*GIVEN EXERCISE*: Copy the entries below word for word, starting at the line that contains "Drop one marker on each instance of the street" and ending at the line that contains "[[368, 176]]", with both of those lines included.
# # # #
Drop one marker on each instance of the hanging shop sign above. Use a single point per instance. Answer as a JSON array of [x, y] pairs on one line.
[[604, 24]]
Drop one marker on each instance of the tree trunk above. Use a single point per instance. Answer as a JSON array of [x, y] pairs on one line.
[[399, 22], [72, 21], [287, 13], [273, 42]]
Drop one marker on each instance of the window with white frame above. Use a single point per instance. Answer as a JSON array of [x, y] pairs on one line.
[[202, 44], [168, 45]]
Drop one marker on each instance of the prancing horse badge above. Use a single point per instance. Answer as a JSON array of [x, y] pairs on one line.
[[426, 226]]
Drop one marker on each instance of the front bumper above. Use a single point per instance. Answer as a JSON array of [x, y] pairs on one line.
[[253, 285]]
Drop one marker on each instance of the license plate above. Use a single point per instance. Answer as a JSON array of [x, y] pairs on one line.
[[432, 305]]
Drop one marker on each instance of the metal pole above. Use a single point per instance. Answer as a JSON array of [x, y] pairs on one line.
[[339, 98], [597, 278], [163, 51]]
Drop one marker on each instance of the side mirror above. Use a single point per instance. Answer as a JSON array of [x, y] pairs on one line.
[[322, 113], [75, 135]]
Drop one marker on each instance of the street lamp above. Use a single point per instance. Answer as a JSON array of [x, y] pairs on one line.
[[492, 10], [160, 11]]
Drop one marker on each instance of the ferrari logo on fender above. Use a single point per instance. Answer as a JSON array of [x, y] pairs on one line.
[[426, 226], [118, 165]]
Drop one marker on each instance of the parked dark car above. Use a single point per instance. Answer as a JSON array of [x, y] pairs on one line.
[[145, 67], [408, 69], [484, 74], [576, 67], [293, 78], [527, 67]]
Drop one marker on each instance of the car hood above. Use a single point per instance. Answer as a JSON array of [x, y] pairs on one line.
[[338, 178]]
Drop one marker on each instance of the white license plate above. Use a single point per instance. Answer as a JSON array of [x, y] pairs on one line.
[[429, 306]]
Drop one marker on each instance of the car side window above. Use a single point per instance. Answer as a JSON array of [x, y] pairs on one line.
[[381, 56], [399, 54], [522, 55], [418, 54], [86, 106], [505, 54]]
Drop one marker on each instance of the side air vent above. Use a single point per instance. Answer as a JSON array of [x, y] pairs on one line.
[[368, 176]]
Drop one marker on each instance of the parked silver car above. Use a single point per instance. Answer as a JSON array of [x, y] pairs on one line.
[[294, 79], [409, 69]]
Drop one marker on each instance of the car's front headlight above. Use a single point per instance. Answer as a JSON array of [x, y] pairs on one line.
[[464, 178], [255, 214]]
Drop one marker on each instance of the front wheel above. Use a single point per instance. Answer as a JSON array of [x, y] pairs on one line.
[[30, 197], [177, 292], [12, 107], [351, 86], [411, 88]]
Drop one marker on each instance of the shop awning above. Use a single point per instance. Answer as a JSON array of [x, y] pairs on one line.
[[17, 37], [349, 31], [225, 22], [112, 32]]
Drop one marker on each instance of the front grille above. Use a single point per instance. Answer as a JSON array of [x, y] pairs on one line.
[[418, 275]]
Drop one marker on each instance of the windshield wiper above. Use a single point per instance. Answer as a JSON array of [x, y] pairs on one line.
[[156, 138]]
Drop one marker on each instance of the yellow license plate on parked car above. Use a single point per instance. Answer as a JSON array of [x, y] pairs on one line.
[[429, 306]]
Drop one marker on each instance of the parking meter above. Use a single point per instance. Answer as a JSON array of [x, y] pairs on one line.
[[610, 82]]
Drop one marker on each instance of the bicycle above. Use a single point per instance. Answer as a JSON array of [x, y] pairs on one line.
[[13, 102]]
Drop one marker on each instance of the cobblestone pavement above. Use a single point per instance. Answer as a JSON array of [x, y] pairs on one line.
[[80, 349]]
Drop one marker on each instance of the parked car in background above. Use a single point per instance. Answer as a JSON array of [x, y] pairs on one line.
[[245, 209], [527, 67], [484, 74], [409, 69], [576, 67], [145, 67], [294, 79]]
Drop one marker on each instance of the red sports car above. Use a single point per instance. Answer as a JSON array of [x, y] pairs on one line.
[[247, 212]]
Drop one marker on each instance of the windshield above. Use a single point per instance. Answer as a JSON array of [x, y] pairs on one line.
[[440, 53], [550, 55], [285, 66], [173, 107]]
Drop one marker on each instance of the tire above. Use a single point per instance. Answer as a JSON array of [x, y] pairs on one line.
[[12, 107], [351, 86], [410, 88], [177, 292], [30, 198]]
# # # #
*FINAL RESULT*:
Drop one marker on each instance of the street lamp above. Use a single point per instance. Answer as a JSON array of [x, y] pairs on one line.
[[492, 10], [160, 11]]
Drop one marker on each instance of the ferrari logo on fender above. Use a single point per instance. Answer as a JSON array of [x, y] pairs on one line.
[[426, 226], [118, 165]]
Drop one marker on each instance of the parked dark car above. Use a single point per instance. Answer as a JSON array of [x, y] pairs on one line.
[[145, 67], [408, 69], [484, 74], [576, 67], [293, 78], [527, 67]]
Drop one marker on each instance of the car hood above. Use a single point per instance. Answer as a JSON array of [x, y] pairs on one line.
[[338, 178]]
Drop one marker on each instance of the white license plate above. Use a single point per instance. Answer as a JSON array of [x, y] pairs on one line.
[[429, 306]]
Drop one marker on each instance of the car side window above. Use a single point per instance. Answer as a JSON array of [x, y] pairs on one line.
[[381, 56], [399, 54], [522, 55], [418, 54], [86, 106], [505, 54]]
Drop one marker on each instance of the side air vent above. Use a single point per instance. Answer as a JSON array of [x, y] pairs on one line.
[[368, 176]]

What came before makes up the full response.